* Challenge a
In the tortoise sweater thread, what does dmarcus say would happen to the sweater on one of dmarcus's sulcatas?

== == ==

# Cute Tortoise Sweater



## Josh (Sep 28, 2011)

Has this already been posted?







Tortoise Sweater on Pinterest


----------



## SulcataSquirt (Sep 28, 2011)

I haven't seen that but that is the cutest thing I've EVER seen. Now I have an idea for Squirts christmas present!


----------



## AnthonyC (Sep 28, 2011)

He looks like he's humiliated! Poor guy!!


----------



## AshleyJones (Sep 28, 2011)

Lol this is so funny and cute!


----------



## Jacqui (Sep 28, 2011)

cute, but I do feel sorry for the tortoise.


----------



## laramie (Sep 28, 2011)

Josh said:


> Has this already been posted?
> 
> 
> 
> ...



Josh, Great pic! That is SO ADORABLE!! Thank You for sharing that pic! You put a smile on my face


----------



## coreyc (Sep 28, 2011)

That's great he look nice an stylish warm to


----------



## dmarcus (Sep 28, 2011)

Its cute but it would get dirty very fast on one of my sulcatas, lol


----------



## Claireabbo (Sep 28, 2011)

== == ==

* Challenge b
Rewrite the records from the line holding "of the dark" through the end of the records, inclusive, swapping "practice" for "exercise" and leaving everything else unchanged. Give only those lines.

== == ==

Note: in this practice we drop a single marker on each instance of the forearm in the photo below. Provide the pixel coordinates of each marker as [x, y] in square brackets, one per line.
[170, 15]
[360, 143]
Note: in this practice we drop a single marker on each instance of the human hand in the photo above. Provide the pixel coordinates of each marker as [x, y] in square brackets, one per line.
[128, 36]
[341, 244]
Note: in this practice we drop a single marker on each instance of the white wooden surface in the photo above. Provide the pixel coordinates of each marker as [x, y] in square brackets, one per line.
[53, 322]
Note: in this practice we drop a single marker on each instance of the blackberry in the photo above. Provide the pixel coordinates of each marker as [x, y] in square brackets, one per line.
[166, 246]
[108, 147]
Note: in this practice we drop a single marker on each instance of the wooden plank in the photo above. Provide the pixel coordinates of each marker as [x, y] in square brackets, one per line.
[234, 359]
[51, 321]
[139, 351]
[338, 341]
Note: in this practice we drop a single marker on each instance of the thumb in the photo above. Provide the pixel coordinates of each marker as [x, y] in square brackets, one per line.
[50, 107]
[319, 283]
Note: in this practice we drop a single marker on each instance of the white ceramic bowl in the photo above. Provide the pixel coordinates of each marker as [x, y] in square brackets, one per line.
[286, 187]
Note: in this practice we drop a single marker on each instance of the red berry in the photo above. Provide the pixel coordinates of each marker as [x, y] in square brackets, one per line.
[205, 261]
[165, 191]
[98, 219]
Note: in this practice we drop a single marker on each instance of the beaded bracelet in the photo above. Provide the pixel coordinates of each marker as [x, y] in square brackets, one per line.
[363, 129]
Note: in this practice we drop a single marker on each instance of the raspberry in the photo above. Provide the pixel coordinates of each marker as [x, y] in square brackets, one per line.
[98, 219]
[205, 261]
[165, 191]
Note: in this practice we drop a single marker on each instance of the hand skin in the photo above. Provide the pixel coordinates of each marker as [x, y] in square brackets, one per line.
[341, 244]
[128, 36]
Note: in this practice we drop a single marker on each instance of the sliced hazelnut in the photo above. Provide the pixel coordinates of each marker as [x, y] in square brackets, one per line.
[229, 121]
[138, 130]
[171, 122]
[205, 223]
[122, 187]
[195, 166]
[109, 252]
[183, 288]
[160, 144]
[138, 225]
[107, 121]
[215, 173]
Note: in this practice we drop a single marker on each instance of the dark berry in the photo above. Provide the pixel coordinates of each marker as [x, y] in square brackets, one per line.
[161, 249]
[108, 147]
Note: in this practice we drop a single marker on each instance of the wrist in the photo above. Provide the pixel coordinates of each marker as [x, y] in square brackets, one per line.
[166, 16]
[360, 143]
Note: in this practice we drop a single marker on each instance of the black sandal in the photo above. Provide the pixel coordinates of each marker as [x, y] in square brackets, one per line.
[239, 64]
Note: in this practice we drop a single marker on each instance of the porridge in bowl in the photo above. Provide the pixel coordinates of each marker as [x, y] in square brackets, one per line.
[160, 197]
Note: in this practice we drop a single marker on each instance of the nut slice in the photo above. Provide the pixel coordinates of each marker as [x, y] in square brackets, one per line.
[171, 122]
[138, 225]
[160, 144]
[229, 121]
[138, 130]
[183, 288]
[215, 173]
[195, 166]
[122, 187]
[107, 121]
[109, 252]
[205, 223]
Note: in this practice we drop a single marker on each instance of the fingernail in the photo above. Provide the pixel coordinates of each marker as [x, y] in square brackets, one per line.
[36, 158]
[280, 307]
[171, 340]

== == ==

* Expected output a
It would get dirty very fast.

* Expected output b
Note: in this exercise we drop a single marker on each instance of the dark berry in the photo above. Provide the pixel coordinates of each marker as [x, y] in square brackets, one per line.
[161, 249]
[108, 147]
Note: in this exercise we drop a single marker on each instance of the wrist in the photo above. Provide the pixel coordinates of each marker as [x, y] in square brackets, one per line.
[166, 16]
[360, 143]
Note: in this exercise we drop a single marker on each instance of the black sandal in the photo above. Provide the pixel coordinates of each marker as [x, y] in square brackets, one per line.
[239, 64]
Note: in this exercise we drop a single marker on each instance of the porridge in bowl in the photo above. Provide the pixel coordinates of each marker as [x, y] in square brackets, one per line.
[160, 197]
Note: in this exercise we drop a single marker on each instance of the nut slice in the photo above. Provide the pixel coordinates of each marker as [x, y] in square brackets, one per line.
[171, 122]
[138, 225]
[160, 144]
[229, 121]
[138, 130]
[183, 288]
[215, 173]
[195, 166]
[122, 187]
[107, 121]
[109, 252]
[205, 223]
Note: in this exercise we drop a single marker on each instance of the fingernail in the photo above. Provide the pixel coordinates of each marker as [x, y] in square brackets, one per line.
[36, 158]
[280, 307]
[171, 340]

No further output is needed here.